(Extrait d'un fichier de données)
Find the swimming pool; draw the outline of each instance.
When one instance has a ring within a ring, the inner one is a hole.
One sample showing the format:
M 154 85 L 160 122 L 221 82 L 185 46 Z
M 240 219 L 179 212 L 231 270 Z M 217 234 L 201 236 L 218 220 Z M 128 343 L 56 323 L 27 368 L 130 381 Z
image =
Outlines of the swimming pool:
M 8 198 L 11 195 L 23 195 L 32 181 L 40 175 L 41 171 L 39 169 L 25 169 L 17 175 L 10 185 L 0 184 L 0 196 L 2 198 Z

=== Énoncé ===
Ajoutez 84 à chaque coordonnée des contours polygonaux donnés en réponse dans les items, puis réécrivez toutes les lignes des items, consignes comprises, sans modifier les consignes ni l'exemple de format.

=== Résultat ci-dessous ===
Find the swimming pool; draw the outline of each instance.
When one instance has a ring within a ring, the inner one is a hole.
One sample showing the format:
M 154 85 L 160 122 L 221 82 L 185 46 Z
M 240 219 L 179 212 L 231 270 Z M 217 234 L 201 236 L 218 220 Z M 128 343 L 56 323 L 27 368 L 130 381 Z
image =
Outlines of the swimming pool:
M 92 282 L 95 279 L 107 279 L 116 265 L 124 259 L 125 255 L 123 253 L 109 253 L 101 259 L 94 269 L 84 268 L 84 280 L 86 282 Z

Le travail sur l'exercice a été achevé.